Supplied records Start Marker

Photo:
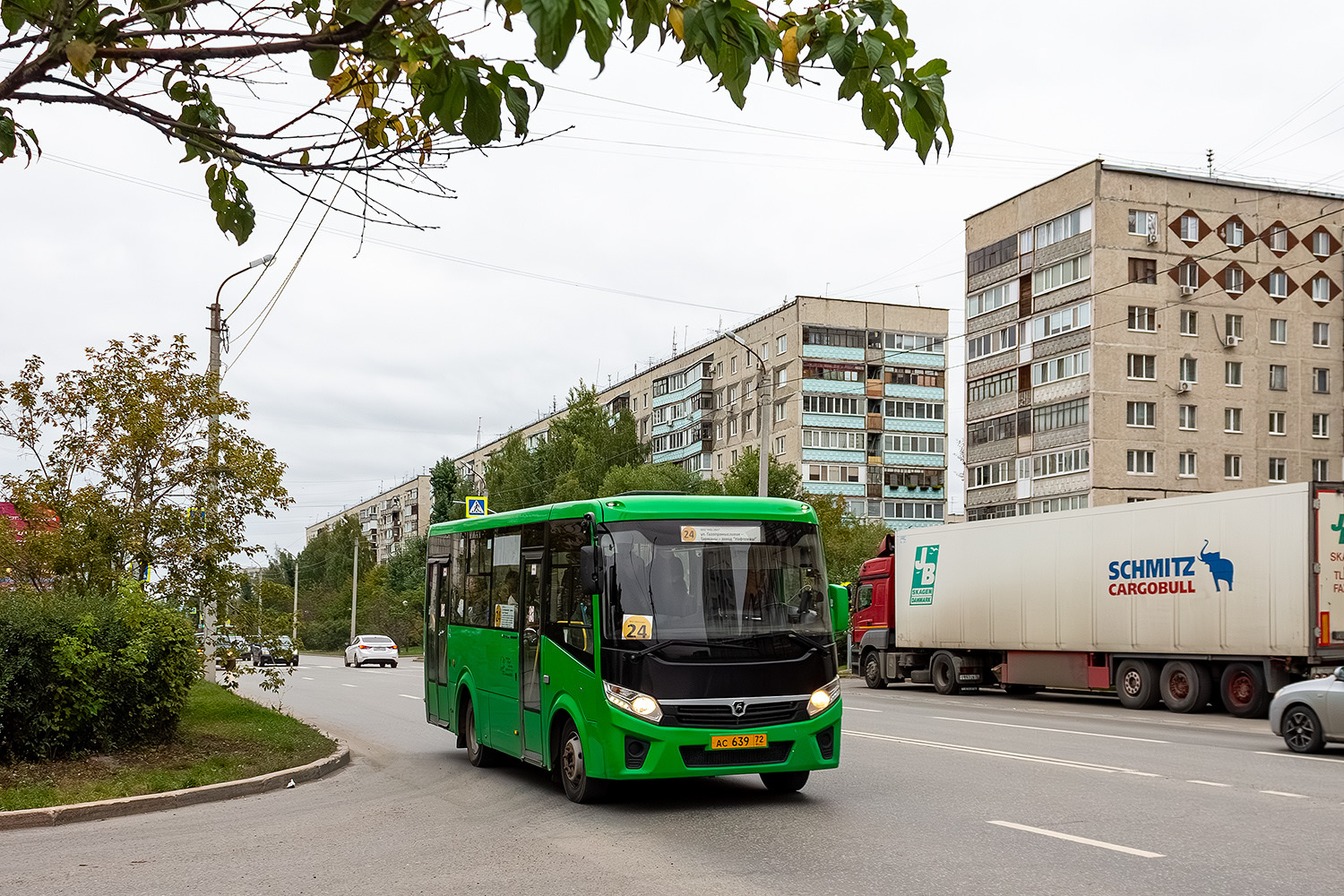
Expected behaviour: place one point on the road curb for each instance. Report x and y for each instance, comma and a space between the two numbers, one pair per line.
53, 815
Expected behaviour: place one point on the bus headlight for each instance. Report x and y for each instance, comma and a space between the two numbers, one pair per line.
637, 704
823, 697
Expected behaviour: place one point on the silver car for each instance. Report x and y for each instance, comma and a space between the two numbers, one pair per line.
1308, 713
371, 648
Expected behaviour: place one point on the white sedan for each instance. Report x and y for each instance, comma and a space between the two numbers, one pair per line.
371, 648
1309, 712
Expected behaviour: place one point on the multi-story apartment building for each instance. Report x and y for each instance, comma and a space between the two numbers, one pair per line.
1136, 333
857, 401
389, 517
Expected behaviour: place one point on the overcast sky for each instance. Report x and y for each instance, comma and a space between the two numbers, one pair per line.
660, 215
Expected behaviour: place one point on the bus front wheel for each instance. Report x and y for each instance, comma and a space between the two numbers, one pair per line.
578, 786
784, 782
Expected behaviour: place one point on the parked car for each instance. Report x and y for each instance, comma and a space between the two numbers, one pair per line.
1309, 713
371, 648
274, 650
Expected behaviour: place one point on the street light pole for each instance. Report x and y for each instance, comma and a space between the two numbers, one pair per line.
766, 408
217, 328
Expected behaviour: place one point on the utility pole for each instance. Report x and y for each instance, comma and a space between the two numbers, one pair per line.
354, 591
211, 598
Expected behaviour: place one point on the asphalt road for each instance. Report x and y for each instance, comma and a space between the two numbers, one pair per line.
973, 794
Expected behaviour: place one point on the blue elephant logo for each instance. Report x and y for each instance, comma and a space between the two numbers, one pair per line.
1219, 565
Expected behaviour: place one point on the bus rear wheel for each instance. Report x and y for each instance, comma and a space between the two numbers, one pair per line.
578, 786
784, 782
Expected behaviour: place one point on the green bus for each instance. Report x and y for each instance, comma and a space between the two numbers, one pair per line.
637, 637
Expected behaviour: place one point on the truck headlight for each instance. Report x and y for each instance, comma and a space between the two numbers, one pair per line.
823, 697
637, 704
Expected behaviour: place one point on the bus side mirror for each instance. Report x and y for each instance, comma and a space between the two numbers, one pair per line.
839, 607
588, 570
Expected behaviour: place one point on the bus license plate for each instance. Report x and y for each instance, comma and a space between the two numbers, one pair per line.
737, 742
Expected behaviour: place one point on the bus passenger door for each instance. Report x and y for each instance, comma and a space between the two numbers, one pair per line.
530, 680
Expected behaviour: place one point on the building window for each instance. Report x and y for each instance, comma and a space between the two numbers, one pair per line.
1279, 285
1064, 322
1058, 368
1142, 222
1190, 228
1142, 271
1142, 367
1061, 274
1139, 462
1142, 319
1322, 289
1140, 413
1188, 370
1188, 274
1187, 463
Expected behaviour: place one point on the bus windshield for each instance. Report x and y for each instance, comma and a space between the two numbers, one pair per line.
715, 589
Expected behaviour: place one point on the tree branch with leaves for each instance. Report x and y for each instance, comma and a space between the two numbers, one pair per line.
401, 89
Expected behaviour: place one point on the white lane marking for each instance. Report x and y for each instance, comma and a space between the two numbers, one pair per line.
1062, 731
1293, 755
1101, 844
1021, 756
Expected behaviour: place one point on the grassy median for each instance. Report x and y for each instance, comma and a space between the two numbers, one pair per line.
222, 737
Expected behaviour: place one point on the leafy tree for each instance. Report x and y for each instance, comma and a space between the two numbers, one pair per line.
744, 477
443, 478
126, 478
398, 90
656, 477
847, 540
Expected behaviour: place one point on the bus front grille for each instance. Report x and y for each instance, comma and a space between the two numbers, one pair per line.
704, 758
720, 715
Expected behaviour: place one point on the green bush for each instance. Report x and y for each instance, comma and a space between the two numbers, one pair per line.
90, 673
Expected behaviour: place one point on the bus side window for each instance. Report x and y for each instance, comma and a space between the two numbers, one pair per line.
569, 619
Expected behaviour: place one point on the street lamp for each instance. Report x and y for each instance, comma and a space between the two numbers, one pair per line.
766, 408
215, 331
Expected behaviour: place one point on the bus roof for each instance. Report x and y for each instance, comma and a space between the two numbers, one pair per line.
642, 506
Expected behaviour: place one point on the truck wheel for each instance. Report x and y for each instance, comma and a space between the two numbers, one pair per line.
1242, 689
1303, 729
873, 670
943, 675
1185, 685
1136, 684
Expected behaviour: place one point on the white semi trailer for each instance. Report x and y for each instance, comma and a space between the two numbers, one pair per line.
1185, 600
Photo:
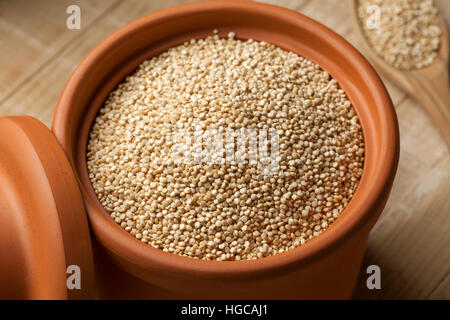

Supplied records End Marker

## Work to complete
Return every line above exactly, omitting images.

## Response
Photo:
Expected behaviour: place one point on the road curb for each instance. Report x and y for each instance, comma and a space between the two numbers, one pair per line.
53, 815
Expected behaviour: place one point on the bus headlight for each instance. Report x and y for each instance, comma and a space between the two numbers, one pair per line.
637, 704
823, 697
Expected behaviour: place one point on the silver car for each instance. Report x and y for each instance, comma and a space between the two numbers, one pair per line.
1308, 713
371, 648
Expected behaviour: place one point on the white sedan for each instance. Report x and y for each instance, comma and a space between the two numbers, one pair per line.
371, 648
1309, 712
Expected behaviour: place one point on the multi-story apartment building for each instance. Report x and y for each instance, comma and a space between the two numbers, one pair per line.
1136, 333
857, 401
389, 517
Expected behaviour: place one point on the overcast sky for each instance. Report x and y for each instance, comma and a space between the two numbers, one pair per line.
660, 215
Expected behaviour: place one point on the bus front wheel for each instance. Report x and y for each instance, comma and a space between the two numbers, one pair per line.
578, 786
784, 782
Expected behaviour: place one point on the parked car for each instance. Report x and y for each instance, comma and a space between the two numbers, one pair per line.
1309, 713
371, 648
274, 650
Expected behaviour: place one point on the street light pole for each instance. Report x and y for each instance, comma and a space between the two numbers, one pair per line.
766, 408
217, 328
Expected behaviour: place one point on the utility pole for each instance. Report x and y for each instance, comma and a space between the two numbers, one pair per line.
354, 591
211, 598
Expected behaviour: place one point on the asphalt road for each instance. Report x and y for each instance, comma and a space between the two numbers, one pair per line.
973, 794
Expected behaviour: place one point on the blue elephant logo for each instance. Report x and y for each instance, comma and a space between the two numbers, one pair per line.
1219, 565
Expected behaviour: place one point on the bus rear wheel for each instance. Report x and y for each instance, comma and a space between the two numbers, one pair per line.
578, 786
784, 782
Expected behaviour: place one point on the green bus for each instance. Report x and y for each instance, comma and a space between the two numbers, one pair per line.
637, 637
Expected behaviour: place one point on the truck headlight for each instance. Report x and y for each instance, comma and a space between the two numbers, one pair per line.
823, 697
637, 704
Expected behaviour: place one point on the bus side mirror for each instance. Report x and y for each instance, comma and a space between the two numbers, one pair per line.
839, 607
588, 570
Expected behaviour: place one point on the bus license plate for each instance. Report x and y for each instance, comma and a space between the two numbers, one pair per line.
737, 742
Expected behaviour: place one point on the bus passenger door for each instance. Report x and y for each instance, comma and a space between the two numbers, one pair per line.
530, 680
Expected behaviour: place one point on the building window for each instance. Report x and y for each instance, comma and a space between the two numbers, one pair per line.
1279, 285
1064, 322
1058, 368
1142, 222
1190, 228
1142, 271
1142, 367
1061, 274
1139, 462
1142, 319
1322, 289
1140, 413
1188, 370
1188, 274
1187, 463
Expected behaviour: place one point on the bus windshield for each instance. Report x and y for each instance, comma and a space between the two numbers, one pair per line.
715, 589
Expected behaviour: place one point on the tree branch with leaves for each instance. Report x and y for each instance, comma and a space between the two numbers, one pair per line.
401, 89
Expected behaviour: place one point on the white lane marking for each instance. Report x and y for each instance, comma and a space between the two numbers, one pair per line.
1062, 731
1293, 755
1101, 844
1021, 756
Expected behaviour: place one point on the grassy median for each instance. Report x and y for each instance, comma and a space between the two numbers, one pair per line.
222, 737
Expected behaviour: place one point on the leafy tree for each instance. Report x and y for each instance, comma and a space between the two numbers, one pair per line.
744, 477
443, 478
126, 478
398, 90
656, 477
847, 540
Expected behaviour: place one point on the bus front grille for each instance. Report x and y for each instance, comma and a space between the two numbers, one pair per line.
704, 758
720, 715
Expected behaviour: place one point on the green bush for each instance. Report x and y for each instance, comma and a space between the two numbers, one pair per line.
90, 673
Expected behaviour: place one point on the bus side window for each instance. Report x and y for each instance, comma and a space between the two numbers, one pair per line.
569, 619
Expected behaviour: place one point on the street lamp for each instance. Report x and y for each instance, comma and a space between the two numbers, one pair per line.
766, 408
215, 331
Expected behaviour: place one point on the bus roof for each instance. Report x and y for each instance, comma and a space between the two numbers, one pair per line.
642, 506
Expected behaviour: place one point on the truck wheel for each instance. Report x and y for each instance, comma and a space between the two numbers, one pair per line.
1242, 689
1303, 729
873, 670
943, 675
1185, 685
1136, 684
Expected behaviour: place one point on the white semi trailer for each instance. Report x and y for each instance, comma and a space between the two numbers, one pair per line.
1185, 600
Photo:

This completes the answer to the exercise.